*Assignment A:*
Which people are named in the text about Hearn Plumbing and Heating? List every one.
*Assignment B:*
In the text about Hearn Plumbing and Heating, what did the Arcole Furnace Company manufacture?
*Assignment C:*
Pick up the text about Hearn Plumbing and Heating after its final sentence and carry it on.

*Text block:*
****************

In 1946 the smoke was still clearing from the horrors of World War II. In Europe, the Nuremberg Trials were underway. Winston Churchill delivered his “Iron Curtain” speech warning of Soviet expansion (eerily familiar in 2022).
In the small village of Madison, OH (named for U.S. President James Madison), 1946 also marked the birth of a small plumbing and heating business by David Hearn. Interestingly, residential heating has been at the core of the very early days of Madison with the establishment of the Arcole Furnace Company in the 1820s, which manufactured the Buckeye Furnace from ore mined locally.
Hearn Plumbing and Heating operated mainly as a one-man shop. In fact, according to Tom Hearn, David’s grandson, the company operated this way for decades.
“My grandfather only ran one truck with little to no identification on it. Eventually, my dad took over the business and ran just one truck. Marketing was based on word-of-mouth reputation. The business operated this way for 50 years,” Tom Hearn says.

****************

*Provided records:*
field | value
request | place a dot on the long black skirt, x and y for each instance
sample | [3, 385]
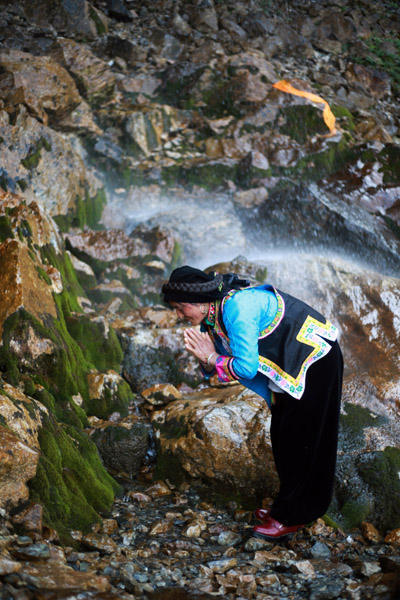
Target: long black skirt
[304, 435]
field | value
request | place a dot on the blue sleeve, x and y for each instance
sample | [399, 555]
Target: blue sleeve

****************

*Task result A:*
Winston Churchill, James Madison, David Hearn, Tom Hearn

*Task result B:*
The Buckeye Furnace, made from locally mined ore.

*Task result C:*
He describes the business as being 100% family-owned and operated during that half-century. Tom’s father, Dan Hearn, continued in David’s footsteps until 2000 when Tom started with the company.
Slowly the company began to change as Tom got more experience and took over many management functions. In 2006 Hearn Plumbing and Heating added a second vehicle for Tom and in 2011 the company hired their first non-family employee. Sometime around 2010, Tom’s wife Dennielle joined the company part-time to handle bookkeeping and some other office functions. Four years ago, she gave up her years as a surgical nurse to join the company full-time.
As the business grew, so did the need for additional office personnel to handle the rising tide of invoices, payroll, and so on.
Other changes included Tom becoming involved with a best practices group called Airtime Success International. Through this organization, he met several other HVAC contractors who helped him better understand the business side of contracting. One of them was Tom Spall of TE Spall & Sons.
Airtime and NCI Help Hearn Focus
“Airtime helped us tremendously on the business management side of things,” Hearn says. “Through that experience, we were able to understand how to focus on what we are good at doing.
“That meant learning the importance of slowing down and focusing on who we wanted to serve.”
He adds that training became an essential cornerstone to the changes in the company. In addition to business management training, he began enrolling his technicians in technical training from manufacturers, distributors, and National Comfort Institute (NCI).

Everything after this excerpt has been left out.